Pull out each line of the listing that contains the string "head", paying attention to case.

Entries from a pointing dataset
--*--

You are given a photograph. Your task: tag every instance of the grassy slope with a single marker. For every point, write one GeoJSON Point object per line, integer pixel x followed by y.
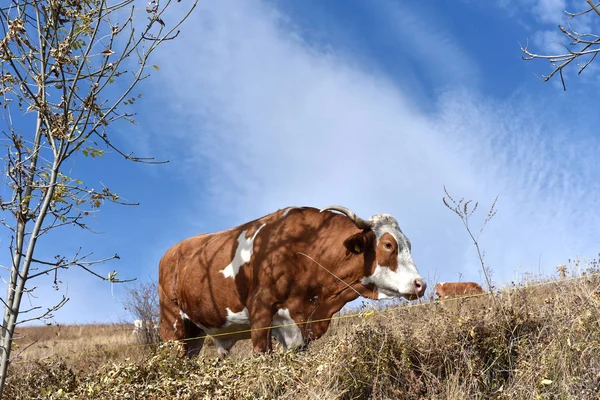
{"type": "Point", "coordinates": [540, 342]}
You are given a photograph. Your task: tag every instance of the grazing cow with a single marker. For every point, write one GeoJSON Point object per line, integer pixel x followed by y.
{"type": "Point", "coordinates": [141, 325]}
{"type": "Point", "coordinates": [446, 290]}
{"type": "Point", "coordinates": [292, 267]}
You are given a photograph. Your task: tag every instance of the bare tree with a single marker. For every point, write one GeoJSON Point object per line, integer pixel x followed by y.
{"type": "Point", "coordinates": [68, 70]}
{"type": "Point", "coordinates": [583, 47]}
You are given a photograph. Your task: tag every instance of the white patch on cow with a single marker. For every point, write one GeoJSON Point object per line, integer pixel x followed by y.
{"type": "Point", "coordinates": [287, 210]}
{"type": "Point", "coordinates": [243, 253]}
{"type": "Point", "coordinates": [238, 318]}
{"type": "Point", "coordinates": [289, 336]}
{"type": "Point", "coordinates": [381, 295]}
{"type": "Point", "coordinates": [184, 315]}
{"type": "Point", "coordinates": [391, 283]}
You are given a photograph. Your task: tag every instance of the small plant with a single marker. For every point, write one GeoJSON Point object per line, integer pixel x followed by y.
{"type": "Point", "coordinates": [465, 210]}
{"type": "Point", "coordinates": [142, 304]}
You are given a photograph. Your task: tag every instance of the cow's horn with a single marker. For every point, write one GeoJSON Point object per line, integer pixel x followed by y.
{"type": "Point", "coordinates": [358, 221]}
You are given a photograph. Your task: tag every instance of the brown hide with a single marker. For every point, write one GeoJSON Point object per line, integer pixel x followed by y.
{"type": "Point", "coordinates": [276, 277]}
{"type": "Point", "coordinates": [446, 290]}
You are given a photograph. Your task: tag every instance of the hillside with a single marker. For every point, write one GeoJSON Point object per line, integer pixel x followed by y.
{"type": "Point", "coordinates": [531, 342]}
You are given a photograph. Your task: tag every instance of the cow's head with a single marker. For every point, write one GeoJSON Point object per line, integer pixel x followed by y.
{"type": "Point", "coordinates": [393, 271]}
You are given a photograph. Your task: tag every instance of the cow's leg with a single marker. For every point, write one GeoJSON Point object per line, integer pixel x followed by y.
{"type": "Point", "coordinates": [171, 324]}
{"type": "Point", "coordinates": [223, 346]}
{"type": "Point", "coordinates": [194, 338]}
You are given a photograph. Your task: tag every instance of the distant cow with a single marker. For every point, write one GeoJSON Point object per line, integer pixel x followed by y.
{"type": "Point", "coordinates": [446, 290]}
{"type": "Point", "coordinates": [290, 267]}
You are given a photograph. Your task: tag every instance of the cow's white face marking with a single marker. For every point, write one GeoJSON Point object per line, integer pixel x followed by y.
{"type": "Point", "coordinates": [290, 335]}
{"type": "Point", "coordinates": [401, 282]}
{"type": "Point", "coordinates": [238, 318]}
{"type": "Point", "coordinates": [243, 253]}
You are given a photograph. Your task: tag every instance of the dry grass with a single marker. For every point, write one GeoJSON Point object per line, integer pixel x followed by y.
{"type": "Point", "coordinates": [529, 343]}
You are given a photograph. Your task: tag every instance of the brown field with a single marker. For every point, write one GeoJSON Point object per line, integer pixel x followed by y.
{"type": "Point", "coordinates": [537, 342]}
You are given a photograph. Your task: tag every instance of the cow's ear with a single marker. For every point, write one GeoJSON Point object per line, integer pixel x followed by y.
{"type": "Point", "coordinates": [356, 243]}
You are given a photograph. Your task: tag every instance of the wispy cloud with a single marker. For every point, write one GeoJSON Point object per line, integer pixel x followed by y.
{"type": "Point", "coordinates": [282, 124]}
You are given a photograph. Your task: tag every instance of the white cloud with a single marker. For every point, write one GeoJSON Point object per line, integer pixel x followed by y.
{"type": "Point", "coordinates": [284, 124]}
{"type": "Point", "coordinates": [550, 11]}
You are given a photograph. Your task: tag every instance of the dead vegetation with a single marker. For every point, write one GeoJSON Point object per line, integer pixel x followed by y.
{"type": "Point", "coordinates": [531, 342]}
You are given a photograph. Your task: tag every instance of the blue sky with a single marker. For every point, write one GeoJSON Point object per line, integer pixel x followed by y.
{"type": "Point", "coordinates": [259, 105]}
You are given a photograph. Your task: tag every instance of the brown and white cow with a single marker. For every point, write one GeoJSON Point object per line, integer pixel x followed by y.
{"type": "Point", "coordinates": [446, 290]}
{"type": "Point", "coordinates": [290, 267]}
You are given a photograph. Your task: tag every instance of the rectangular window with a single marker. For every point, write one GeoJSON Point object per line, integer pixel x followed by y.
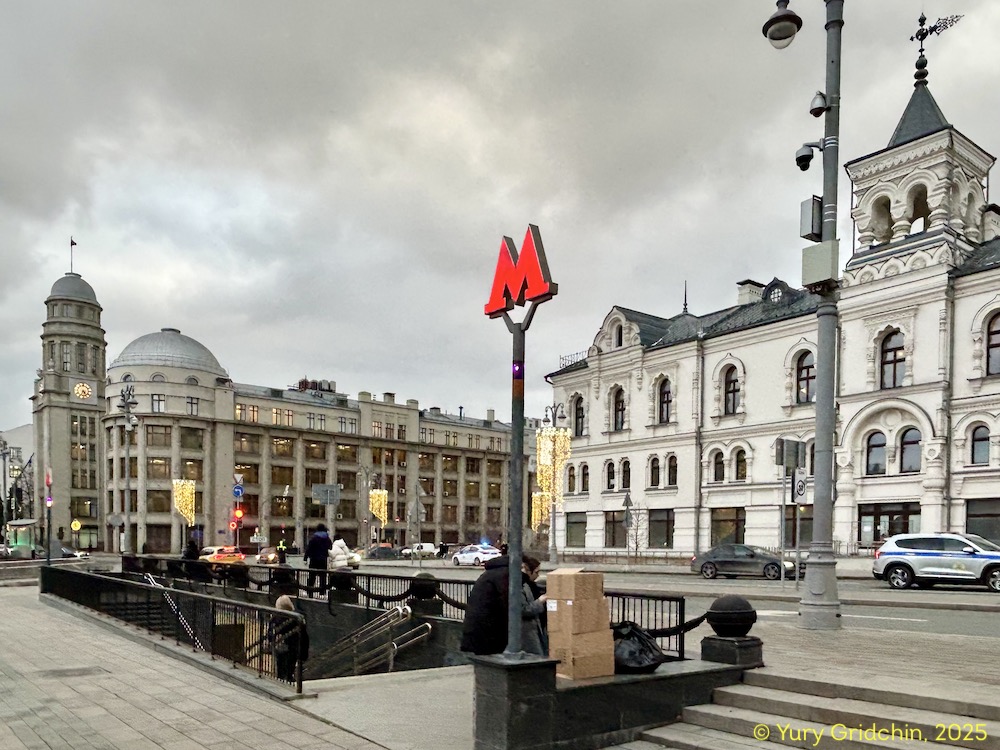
{"type": "Point", "coordinates": [282, 476]}
{"type": "Point", "coordinates": [191, 469]}
{"type": "Point", "coordinates": [245, 442]}
{"type": "Point", "coordinates": [158, 468]}
{"type": "Point", "coordinates": [282, 447]}
{"type": "Point", "coordinates": [615, 535]}
{"type": "Point", "coordinates": [158, 436]}
{"type": "Point", "coordinates": [576, 530]}
{"type": "Point", "coordinates": [661, 529]}
{"type": "Point", "coordinates": [249, 472]}
{"type": "Point", "coordinates": [728, 525]}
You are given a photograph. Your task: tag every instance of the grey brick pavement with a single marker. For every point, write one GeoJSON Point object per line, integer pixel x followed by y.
{"type": "Point", "coordinates": [68, 684]}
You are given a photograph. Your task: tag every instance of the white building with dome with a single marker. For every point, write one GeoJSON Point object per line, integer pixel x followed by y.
{"type": "Point", "coordinates": [194, 424]}
{"type": "Point", "coordinates": [681, 414]}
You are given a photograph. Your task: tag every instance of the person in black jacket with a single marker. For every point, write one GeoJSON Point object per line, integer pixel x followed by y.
{"type": "Point", "coordinates": [484, 630]}
{"type": "Point", "coordinates": [317, 552]}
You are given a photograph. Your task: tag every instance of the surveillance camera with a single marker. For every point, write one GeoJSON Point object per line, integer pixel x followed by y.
{"type": "Point", "coordinates": [803, 157]}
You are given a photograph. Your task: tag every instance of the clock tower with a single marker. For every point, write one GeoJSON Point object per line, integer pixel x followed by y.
{"type": "Point", "coordinates": [68, 404]}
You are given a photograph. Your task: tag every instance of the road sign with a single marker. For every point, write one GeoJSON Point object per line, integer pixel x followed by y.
{"type": "Point", "coordinates": [799, 486]}
{"type": "Point", "coordinates": [326, 494]}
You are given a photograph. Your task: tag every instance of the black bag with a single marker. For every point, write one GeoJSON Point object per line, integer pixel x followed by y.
{"type": "Point", "coordinates": [636, 651]}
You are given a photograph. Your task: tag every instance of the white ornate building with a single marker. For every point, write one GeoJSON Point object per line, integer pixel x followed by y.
{"type": "Point", "coordinates": [682, 414]}
{"type": "Point", "coordinates": [194, 423]}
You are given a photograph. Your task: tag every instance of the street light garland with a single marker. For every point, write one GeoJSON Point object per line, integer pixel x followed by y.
{"type": "Point", "coordinates": [184, 499]}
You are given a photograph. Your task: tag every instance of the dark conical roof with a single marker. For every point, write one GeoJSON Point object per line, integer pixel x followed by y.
{"type": "Point", "coordinates": [922, 117]}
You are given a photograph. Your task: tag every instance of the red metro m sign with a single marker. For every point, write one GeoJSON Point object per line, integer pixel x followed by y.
{"type": "Point", "coordinates": [520, 277]}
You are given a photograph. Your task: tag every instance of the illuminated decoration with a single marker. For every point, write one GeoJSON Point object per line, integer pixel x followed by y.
{"type": "Point", "coordinates": [520, 277]}
{"type": "Point", "coordinates": [554, 445]}
{"type": "Point", "coordinates": [539, 510]}
{"type": "Point", "coordinates": [378, 502]}
{"type": "Point", "coordinates": [184, 499]}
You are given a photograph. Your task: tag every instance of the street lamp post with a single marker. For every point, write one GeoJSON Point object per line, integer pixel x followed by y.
{"type": "Point", "coordinates": [552, 444]}
{"type": "Point", "coordinates": [819, 608]}
{"type": "Point", "coordinates": [127, 404]}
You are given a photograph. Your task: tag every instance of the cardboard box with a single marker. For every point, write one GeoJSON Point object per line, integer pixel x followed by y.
{"type": "Point", "coordinates": [574, 583]}
{"type": "Point", "coordinates": [578, 615]}
{"type": "Point", "coordinates": [583, 656]}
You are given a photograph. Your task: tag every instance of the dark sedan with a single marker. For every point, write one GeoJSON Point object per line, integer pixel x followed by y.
{"type": "Point", "coordinates": [732, 560]}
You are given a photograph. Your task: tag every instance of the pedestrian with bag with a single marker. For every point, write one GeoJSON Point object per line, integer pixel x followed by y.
{"type": "Point", "coordinates": [317, 553]}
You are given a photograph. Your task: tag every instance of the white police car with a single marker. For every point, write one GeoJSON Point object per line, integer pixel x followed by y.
{"type": "Point", "coordinates": [926, 559]}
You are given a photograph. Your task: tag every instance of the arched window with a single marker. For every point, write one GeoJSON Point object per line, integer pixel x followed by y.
{"type": "Point", "coordinates": [731, 383]}
{"type": "Point", "coordinates": [619, 421]}
{"type": "Point", "coordinates": [805, 378]}
{"type": "Point", "coordinates": [981, 445]}
{"type": "Point", "coordinates": [665, 401]}
{"type": "Point", "coordinates": [718, 467]}
{"type": "Point", "coordinates": [909, 454]}
{"type": "Point", "coordinates": [741, 464]}
{"type": "Point", "coordinates": [875, 454]}
{"type": "Point", "coordinates": [578, 417]}
{"type": "Point", "coordinates": [993, 346]}
{"type": "Point", "coordinates": [893, 361]}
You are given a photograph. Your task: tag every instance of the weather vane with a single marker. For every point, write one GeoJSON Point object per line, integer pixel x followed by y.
{"type": "Point", "coordinates": [922, 33]}
{"type": "Point", "coordinates": [935, 28]}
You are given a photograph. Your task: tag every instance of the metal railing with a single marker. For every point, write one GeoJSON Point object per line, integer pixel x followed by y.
{"type": "Point", "coordinates": [259, 638]}
{"type": "Point", "coordinates": [379, 591]}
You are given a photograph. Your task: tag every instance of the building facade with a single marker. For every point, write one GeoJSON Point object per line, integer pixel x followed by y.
{"type": "Point", "coordinates": [196, 431]}
{"type": "Point", "coordinates": [681, 415]}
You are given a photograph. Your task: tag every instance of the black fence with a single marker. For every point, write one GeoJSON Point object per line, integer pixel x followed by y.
{"type": "Point", "coordinates": [661, 614]}
{"type": "Point", "coordinates": [260, 638]}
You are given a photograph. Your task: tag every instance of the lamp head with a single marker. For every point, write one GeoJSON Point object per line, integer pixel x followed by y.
{"type": "Point", "coordinates": [818, 105]}
{"type": "Point", "coordinates": [781, 27]}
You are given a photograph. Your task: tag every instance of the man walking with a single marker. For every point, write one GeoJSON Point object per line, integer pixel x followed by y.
{"type": "Point", "coordinates": [317, 551]}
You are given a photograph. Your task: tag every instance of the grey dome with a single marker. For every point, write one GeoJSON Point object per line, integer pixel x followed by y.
{"type": "Point", "coordinates": [72, 286]}
{"type": "Point", "coordinates": [168, 348]}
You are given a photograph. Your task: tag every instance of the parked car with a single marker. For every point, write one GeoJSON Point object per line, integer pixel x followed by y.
{"type": "Point", "coordinates": [222, 555]}
{"type": "Point", "coordinates": [475, 554]}
{"type": "Point", "coordinates": [420, 549]}
{"type": "Point", "coordinates": [268, 556]}
{"type": "Point", "coordinates": [731, 560]}
{"type": "Point", "coordinates": [926, 559]}
{"type": "Point", "coordinates": [382, 552]}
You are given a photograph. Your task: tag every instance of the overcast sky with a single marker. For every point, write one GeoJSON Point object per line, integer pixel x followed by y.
{"type": "Point", "coordinates": [319, 189]}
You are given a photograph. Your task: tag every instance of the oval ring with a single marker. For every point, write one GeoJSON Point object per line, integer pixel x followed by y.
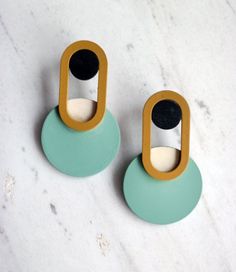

--*--

_RESULT BELOW_
You are given a photograph. Your task: tag every instance of the cow's head with a single marker. For every point, write one GeoJSON Point object per line, integer pixel x followed by y.
You are given a photograph. Your task: tag every instance of the lamp head with a single marker. For every point, write one GeoJSON Point object per line, integer pixel x followed by y.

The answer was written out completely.